=== Listed entries ===
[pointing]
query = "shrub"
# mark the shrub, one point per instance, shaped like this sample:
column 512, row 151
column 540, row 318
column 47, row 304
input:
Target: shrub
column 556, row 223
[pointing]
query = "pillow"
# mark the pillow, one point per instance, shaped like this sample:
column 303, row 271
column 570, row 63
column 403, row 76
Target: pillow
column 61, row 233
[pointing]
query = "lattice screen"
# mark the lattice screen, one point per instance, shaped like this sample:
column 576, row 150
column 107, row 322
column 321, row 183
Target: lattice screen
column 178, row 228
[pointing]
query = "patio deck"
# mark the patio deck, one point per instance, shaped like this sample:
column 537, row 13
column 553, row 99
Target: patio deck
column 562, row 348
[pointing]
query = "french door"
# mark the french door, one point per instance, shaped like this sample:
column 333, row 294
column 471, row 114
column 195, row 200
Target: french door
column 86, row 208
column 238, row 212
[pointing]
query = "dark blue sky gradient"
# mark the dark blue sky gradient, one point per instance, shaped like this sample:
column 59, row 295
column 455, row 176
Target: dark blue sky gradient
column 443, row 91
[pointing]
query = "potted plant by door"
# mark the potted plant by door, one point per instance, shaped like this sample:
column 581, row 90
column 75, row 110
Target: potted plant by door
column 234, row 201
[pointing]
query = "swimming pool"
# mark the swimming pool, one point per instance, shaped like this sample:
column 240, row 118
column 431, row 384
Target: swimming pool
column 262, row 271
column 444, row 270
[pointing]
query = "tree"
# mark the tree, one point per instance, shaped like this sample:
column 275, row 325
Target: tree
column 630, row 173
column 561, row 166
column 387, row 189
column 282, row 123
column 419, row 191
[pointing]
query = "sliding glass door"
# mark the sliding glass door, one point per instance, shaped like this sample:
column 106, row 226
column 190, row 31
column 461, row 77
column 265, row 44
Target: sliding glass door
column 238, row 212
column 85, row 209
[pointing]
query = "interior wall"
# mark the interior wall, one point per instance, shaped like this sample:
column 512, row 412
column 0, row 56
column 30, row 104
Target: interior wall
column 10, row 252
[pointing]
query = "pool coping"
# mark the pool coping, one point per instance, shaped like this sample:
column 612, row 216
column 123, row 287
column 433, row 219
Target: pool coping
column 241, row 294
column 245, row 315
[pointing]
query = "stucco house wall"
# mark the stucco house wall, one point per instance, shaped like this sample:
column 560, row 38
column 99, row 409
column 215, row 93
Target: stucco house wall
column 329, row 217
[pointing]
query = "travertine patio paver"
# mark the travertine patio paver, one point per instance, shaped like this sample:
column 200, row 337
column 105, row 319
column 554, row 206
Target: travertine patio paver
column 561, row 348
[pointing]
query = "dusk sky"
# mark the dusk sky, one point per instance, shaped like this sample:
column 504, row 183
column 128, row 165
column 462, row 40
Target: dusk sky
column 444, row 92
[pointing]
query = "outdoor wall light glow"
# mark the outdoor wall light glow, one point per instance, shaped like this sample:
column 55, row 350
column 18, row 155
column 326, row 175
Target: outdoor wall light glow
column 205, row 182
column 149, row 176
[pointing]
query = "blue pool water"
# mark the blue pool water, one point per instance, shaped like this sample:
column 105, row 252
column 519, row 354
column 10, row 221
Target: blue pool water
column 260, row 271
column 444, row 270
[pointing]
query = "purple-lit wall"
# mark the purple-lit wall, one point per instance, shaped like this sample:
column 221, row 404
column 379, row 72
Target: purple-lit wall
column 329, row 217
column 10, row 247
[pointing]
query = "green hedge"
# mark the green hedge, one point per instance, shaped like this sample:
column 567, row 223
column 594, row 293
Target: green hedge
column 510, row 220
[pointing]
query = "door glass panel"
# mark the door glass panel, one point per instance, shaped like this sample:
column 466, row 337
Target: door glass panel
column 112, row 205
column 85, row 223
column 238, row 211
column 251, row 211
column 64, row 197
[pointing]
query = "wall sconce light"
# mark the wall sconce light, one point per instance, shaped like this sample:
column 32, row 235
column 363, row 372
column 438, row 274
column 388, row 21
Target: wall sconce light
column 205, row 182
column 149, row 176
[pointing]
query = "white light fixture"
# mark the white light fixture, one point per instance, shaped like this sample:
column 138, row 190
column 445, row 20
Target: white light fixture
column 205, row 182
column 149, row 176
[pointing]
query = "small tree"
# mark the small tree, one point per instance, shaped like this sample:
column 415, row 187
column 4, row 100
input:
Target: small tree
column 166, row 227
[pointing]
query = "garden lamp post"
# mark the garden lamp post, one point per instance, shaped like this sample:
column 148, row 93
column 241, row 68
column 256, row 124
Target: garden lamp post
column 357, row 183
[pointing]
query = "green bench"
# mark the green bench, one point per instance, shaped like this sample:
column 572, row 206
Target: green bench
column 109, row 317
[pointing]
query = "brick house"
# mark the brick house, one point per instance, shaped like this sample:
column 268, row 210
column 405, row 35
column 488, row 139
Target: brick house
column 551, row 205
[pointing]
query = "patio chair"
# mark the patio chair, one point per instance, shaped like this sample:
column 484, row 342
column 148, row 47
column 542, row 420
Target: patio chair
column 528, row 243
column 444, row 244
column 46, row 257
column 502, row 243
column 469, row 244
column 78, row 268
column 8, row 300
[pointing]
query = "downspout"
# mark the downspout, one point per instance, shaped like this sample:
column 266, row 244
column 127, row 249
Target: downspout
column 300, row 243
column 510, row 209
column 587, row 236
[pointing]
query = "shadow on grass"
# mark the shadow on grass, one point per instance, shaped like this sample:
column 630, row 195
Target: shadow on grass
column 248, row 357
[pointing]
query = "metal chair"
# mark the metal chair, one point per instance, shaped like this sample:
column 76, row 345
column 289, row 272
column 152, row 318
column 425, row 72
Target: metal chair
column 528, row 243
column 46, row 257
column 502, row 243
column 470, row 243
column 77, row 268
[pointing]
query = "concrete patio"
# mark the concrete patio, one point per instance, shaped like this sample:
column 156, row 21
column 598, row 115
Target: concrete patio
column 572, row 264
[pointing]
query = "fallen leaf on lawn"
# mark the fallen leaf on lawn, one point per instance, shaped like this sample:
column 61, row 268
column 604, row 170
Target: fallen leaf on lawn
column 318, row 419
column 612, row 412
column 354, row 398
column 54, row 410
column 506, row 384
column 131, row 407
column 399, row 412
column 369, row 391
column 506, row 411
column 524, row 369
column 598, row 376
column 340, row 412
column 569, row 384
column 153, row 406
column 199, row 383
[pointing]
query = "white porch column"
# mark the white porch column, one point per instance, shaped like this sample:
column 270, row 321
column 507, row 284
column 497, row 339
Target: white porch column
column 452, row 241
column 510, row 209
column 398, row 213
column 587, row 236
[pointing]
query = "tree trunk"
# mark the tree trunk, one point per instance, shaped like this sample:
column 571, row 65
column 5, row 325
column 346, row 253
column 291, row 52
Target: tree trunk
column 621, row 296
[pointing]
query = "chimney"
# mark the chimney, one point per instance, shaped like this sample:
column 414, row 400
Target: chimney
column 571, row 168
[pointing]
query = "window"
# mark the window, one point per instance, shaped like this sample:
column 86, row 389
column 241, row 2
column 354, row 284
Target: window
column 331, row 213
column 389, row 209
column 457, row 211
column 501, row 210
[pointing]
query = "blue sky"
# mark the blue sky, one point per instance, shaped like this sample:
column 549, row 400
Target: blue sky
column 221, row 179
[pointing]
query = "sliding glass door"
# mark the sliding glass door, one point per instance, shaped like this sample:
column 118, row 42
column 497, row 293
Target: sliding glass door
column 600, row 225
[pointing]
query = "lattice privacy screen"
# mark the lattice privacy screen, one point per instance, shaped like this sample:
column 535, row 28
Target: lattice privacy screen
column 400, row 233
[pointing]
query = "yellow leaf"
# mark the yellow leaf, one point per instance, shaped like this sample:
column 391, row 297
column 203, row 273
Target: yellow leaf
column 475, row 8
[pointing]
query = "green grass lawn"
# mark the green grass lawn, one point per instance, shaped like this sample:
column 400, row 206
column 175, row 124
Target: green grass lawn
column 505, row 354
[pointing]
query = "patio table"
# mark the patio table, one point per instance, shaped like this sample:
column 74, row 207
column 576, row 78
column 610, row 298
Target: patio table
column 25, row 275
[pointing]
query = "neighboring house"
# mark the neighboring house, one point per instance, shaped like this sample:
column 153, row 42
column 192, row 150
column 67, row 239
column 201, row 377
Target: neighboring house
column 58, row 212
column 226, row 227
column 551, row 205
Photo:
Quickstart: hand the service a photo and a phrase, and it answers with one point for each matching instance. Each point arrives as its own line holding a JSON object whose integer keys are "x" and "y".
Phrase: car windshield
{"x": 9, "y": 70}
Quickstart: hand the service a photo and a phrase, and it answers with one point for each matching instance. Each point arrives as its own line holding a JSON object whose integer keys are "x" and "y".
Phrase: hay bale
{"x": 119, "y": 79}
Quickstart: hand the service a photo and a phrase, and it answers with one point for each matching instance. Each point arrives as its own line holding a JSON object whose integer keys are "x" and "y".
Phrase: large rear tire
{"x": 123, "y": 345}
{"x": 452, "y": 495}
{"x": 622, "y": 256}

=== Exercise description ===
Output all lines from the beginning of the data up to the line holding "column 265, row 44", that line included, exactly as written.

=== Response area ===
[pointing]
query = "shrub"
# mark the shrub, one point per instance, shaped like this sample:
column 512, row 151
column 540, row 318
column 47, row 304
input:
Target: shrub
column 556, row 223
[pointing]
query = "pillow"
# mark the pillow, one point per instance, shaped like this sample:
column 303, row 271
column 570, row 63
column 403, row 76
Target: pillow
column 61, row 233
[pointing]
query = "lattice screen"
# mark the lattice screen, one point per instance, shaped like this sample:
column 576, row 150
column 107, row 322
column 321, row 183
Target: lattice screen
column 178, row 228
[pointing]
query = "patio deck"
# mark the patio deck, one point per instance, shaped like this sample:
column 537, row 13
column 553, row 99
Target: patio deck
column 562, row 348
[pointing]
query = "french door"
# mark the french door, one point per instance, shaped like this sample:
column 333, row 294
column 471, row 114
column 195, row 200
Target: french door
column 86, row 208
column 238, row 212
[pointing]
query = "dark blue sky gradient"
# mark the dark blue sky gradient, one point per instance, shaped like this sample:
column 59, row 295
column 455, row 176
Target: dark blue sky gradient
column 443, row 91
[pointing]
query = "potted plant by door"
# mark the potted plant by door, one point per instance, shaped like this sample:
column 581, row 90
column 75, row 110
Target: potted plant by door
column 234, row 201
[pointing]
query = "swimming pool"
# mark the swimming pool, one point per instance, shaped like this sample:
column 240, row 118
column 431, row 384
Target: swimming pool
column 262, row 271
column 444, row 270
[pointing]
query = "tree"
# mark the tree, one point per instance, shaped like this sample:
column 275, row 325
Target: tree
column 630, row 173
column 561, row 166
column 387, row 189
column 282, row 123
column 419, row 191
[pointing]
query = "sliding glass door"
# mark the sliding glass door, one point per instance, shaped like this sample:
column 106, row 226
column 190, row 31
column 461, row 77
column 265, row 44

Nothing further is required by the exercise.